__TASK TO CARRY OUT__: Please pick out each line below that contains the word "mark" and copy those lines.

__Excerpts from a pointing dataset__:
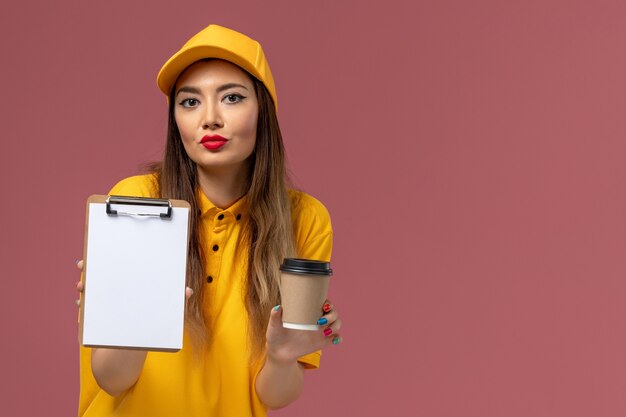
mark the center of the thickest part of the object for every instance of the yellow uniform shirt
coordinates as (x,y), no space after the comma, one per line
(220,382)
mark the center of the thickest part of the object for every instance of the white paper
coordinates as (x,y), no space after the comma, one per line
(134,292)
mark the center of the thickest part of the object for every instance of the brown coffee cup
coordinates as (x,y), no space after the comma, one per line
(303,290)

==

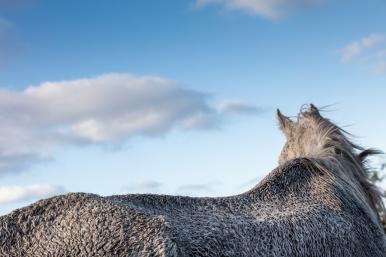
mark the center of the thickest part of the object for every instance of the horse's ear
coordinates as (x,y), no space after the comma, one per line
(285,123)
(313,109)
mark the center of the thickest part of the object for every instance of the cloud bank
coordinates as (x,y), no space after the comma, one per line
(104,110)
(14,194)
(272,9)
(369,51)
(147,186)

__TASK RESULT__:
mark the center of the thickest part of the object for every instance of the yellow uniform shirt
mark the center of the thickest part of the object for every instance of the white paper
mark the center of the thickest part of the object for every instance of the brown coffee cup
mark the center of the thickest part of the object for every instance of the horse's ear
mark the center of the thickest part of the object for every instance of the cloud bank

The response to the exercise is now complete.